(RECORDS FOR THE EXERCISE)
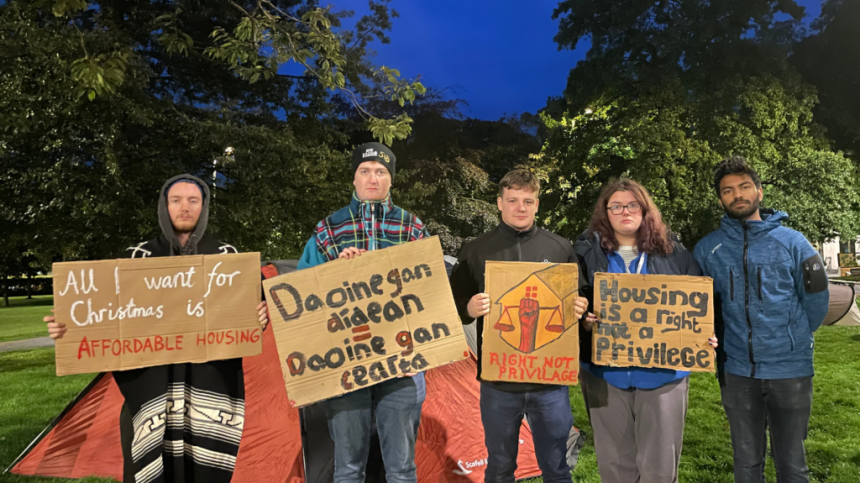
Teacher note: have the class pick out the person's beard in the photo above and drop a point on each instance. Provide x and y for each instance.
(742, 212)
(186, 228)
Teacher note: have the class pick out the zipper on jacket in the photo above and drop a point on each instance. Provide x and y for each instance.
(732, 283)
(747, 294)
(759, 284)
(372, 241)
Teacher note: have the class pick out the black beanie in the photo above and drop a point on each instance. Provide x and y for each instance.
(374, 152)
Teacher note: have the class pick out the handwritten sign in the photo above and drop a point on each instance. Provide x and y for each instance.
(653, 321)
(350, 324)
(527, 336)
(127, 314)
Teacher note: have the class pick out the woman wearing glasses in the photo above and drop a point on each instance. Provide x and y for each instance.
(637, 413)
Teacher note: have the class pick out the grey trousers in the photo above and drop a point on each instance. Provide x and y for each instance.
(638, 433)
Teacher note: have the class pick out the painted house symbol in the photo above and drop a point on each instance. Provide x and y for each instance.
(538, 310)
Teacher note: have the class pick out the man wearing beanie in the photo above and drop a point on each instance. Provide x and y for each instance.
(370, 222)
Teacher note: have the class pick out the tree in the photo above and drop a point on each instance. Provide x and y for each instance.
(102, 102)
(449, 167)
(667, 90)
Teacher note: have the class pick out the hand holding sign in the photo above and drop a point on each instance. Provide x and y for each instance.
(479, 305)
(527, 336)
(364, 319)
(125, 314)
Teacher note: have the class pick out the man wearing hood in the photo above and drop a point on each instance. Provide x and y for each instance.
(180, 422)
(771, 286)
(370, 222)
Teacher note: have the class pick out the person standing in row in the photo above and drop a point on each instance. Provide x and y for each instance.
(637, 413)
(773, 291)
(504, 404)
(371, 221)
(167, 433)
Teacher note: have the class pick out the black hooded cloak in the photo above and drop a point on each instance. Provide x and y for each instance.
(186, 419)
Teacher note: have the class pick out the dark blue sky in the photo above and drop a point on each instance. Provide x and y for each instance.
(498, 55)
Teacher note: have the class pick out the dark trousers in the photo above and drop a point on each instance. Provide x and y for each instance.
(782, 406)
(549, 416)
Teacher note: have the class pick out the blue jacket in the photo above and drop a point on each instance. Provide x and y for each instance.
(773, 291)
(593, 259)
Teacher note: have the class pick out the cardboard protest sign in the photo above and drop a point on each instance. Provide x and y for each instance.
(132, 313)
(527, 336)
(349, 324)
(653, 321)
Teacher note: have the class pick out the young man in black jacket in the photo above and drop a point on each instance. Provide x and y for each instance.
(503, 404)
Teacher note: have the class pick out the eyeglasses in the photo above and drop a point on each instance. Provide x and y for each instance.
(631, 208)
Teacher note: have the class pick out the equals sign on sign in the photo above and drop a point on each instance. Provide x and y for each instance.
(363, 333)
(End RECORDS FOR THE EXERCISE)
WHAT YOU HAVE TO DO =>
I'd like the records above given again exactly, please, without the pictures.

TASK RESPONSE =>
Teacher note: have the class pick out the person's beard in the photo above and drop a point on each instance. Provide x and y for each instance.
(742, 212)
(186, 228)
Teacher note: have the class pick out the zipper on jacket in the photo above and drop a point on each instance. Provide x and y for each instance.
(732, 283)
(747, 294)
(759, 284)
(372, 241)
Teacher note: have the class pick out the black beanie in the photo above and drop a point on each instance. Provide x and y for each instance.
(374, 152)
Teacher note: have the class pick out the handwritten sign in the photo above and drop a point on each instance. Provide x and y for each instance.
(653, 321)
(350, 324)
(527, 336)
(127, 314)
Teacher note: have the class pick out the woman wearing glasses in the photo above and drop a point on each instance. Provide x and y for each instance.
(637, 413)
Teacher note: have the class pick out the grey trousers in the photo above and drop a point on each instance. Provide x and y for each instance.
(638, 433)
Teacher note: have the class pick out the painted house symbol in the photo above and drop a point on each instance. Provide x and y for each instance.
(538, 310)
Teacher note: have the class pick out the man wearing beanie in the photo above and drop a point on each instance. Provide x and y for each instance.
(370, 222)
Teacher note: have the class pick out the tree in the photo above and drop a point on each instance. Provide x and y for each instance.
(102, 102)
(449, 167)
(667, 90)
Teacher note: have the class pick out the hand holding sign in the photo above and drop a point on each instance. Provide x and y for each instance.
(479, 305)
(527, 336)
(364, 319)
(125, 314)
Teacher note: have the class pick out the man wearing hood in the photo above and drop a point on each instance. Provide x and y for each instance.
(180, 422)
(771, 286)
(370, 222)
Teacher note: have the class pick out the person standing in row in the photo above and drop a point on each instance. Provide x and y for each instance.
(637, 413)
(773, 291)
(504, 404)
(371, 221)
(167, 433)
Teacher note: have the class pick out the black hooded cloak in the photo above and drop a point on each instance. Provide x and y for each instance.
(186, 419)
Teacher note: have the class pick out the dark blue sky in the photo above and drop a point on each instance. Provide x and y for each instance.
(498, 55)
Teacher note: have the class pick out the dark trousers in the photo above and drop a point on each instance. Provide x and y for each instance.
(782, 406)
(549, 416)
Teacher note: have the class pick out the blue jacket in the photo above and drop a point on each instance. Provide x and y for each instance.
(773, 291)
(593, 259)
Teacher note: have the class pick out the cardboard protest sign in the photo above and drop a point on each instance. Provide x and y for each instance.
(132, 313)
(527, 336)
(349, 324)
(653, 321)
Teacher note: have the class pick out the young man in black jacket in the photo above and drop a point on each instance. Provide x and y for each instance.
(503, 404)
Teacher note: have the class pick out the eyeglasses in the photo above and drop a point on each instance. Provide x and y for each instance.
(631, 208)
Teacher note: have the class pick out the equals sign on sign in the photo above and drop a point on each instance. Provide x and y for each instance.
(363, 333)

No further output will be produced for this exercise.